▶ _GIVEN PROBLEM_
Copy the lines below word for word, including every line of output. Omit the picture.

▶ _SUPPLIED INFORMATION_
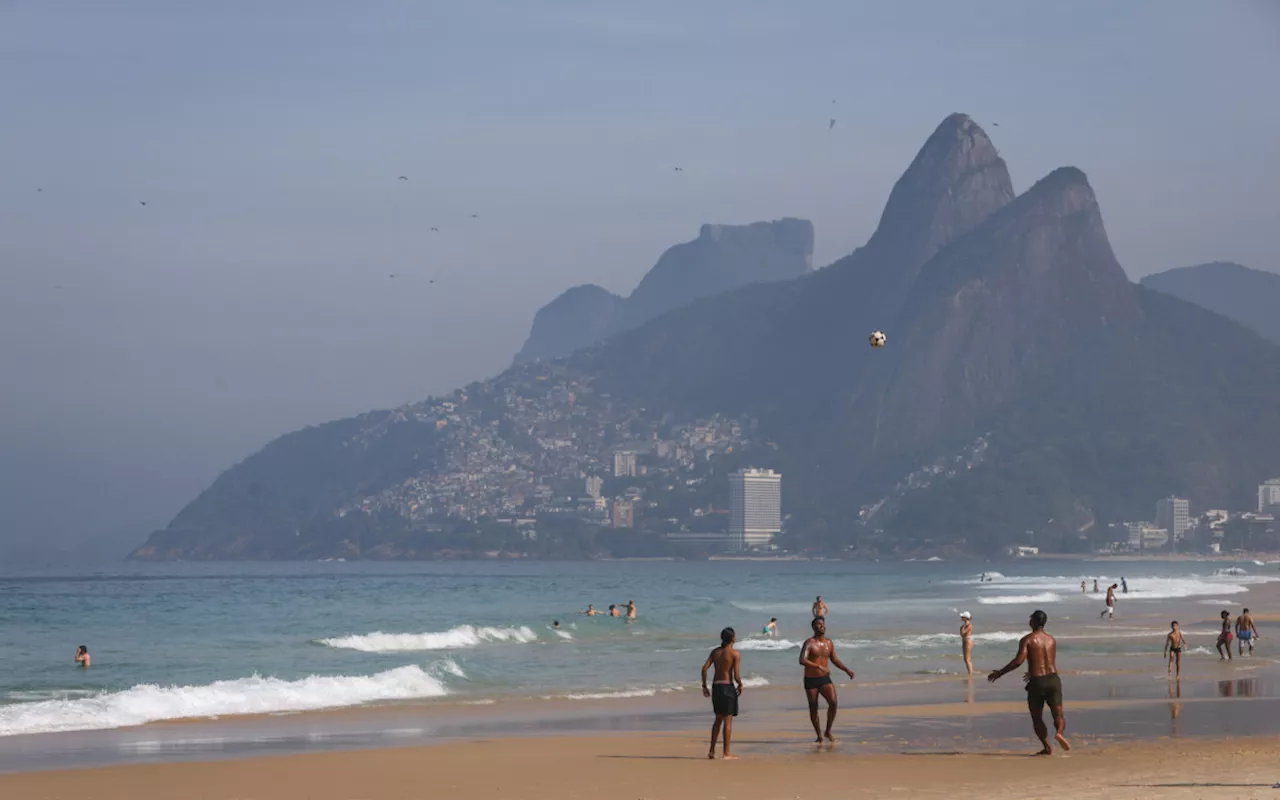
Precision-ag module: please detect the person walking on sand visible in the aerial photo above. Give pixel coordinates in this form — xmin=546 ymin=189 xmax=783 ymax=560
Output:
xmin=703 ymin=627 xmax=742 ymax=760
xmin=1217 ymin=611 xmax=1231 ymax=660
xmin=1098 ymin=584 xmax=1120 ymax=622
xmin=1235 ymin=608 xmax=1258 ymax=655
xmin=1165 ymin=620 xmax=1187 ymax=678
xmin=987 ymin=611 xmax=1071 ymax=755
xmin=800 ymin=616 xmax=854 ymax=744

▶ _ANSWER BELOW_
Precision-ag module: please detect the person walking on sand visible in the aerial photo above. Give pixel coordinates in this form — xmin=546 ymin=189 xmax=783 ymax=560
Output:
xmin=703 ymin=627 xmax=742 ymax=760
xmin=1217 ymin=611 xmax=1231 ymax=660
xmin=1098 ymin=584 xmax=1120 ymax=622
xmin=1235 ymin=608 xmax=1258 ymax=655
xmin=1165 ymin=620 xmax=1187 ymax=678
xmin=987 ymin=611 xmax=1071 ymax=755
xmin=800 ymin=616 xmax=854 ymax=744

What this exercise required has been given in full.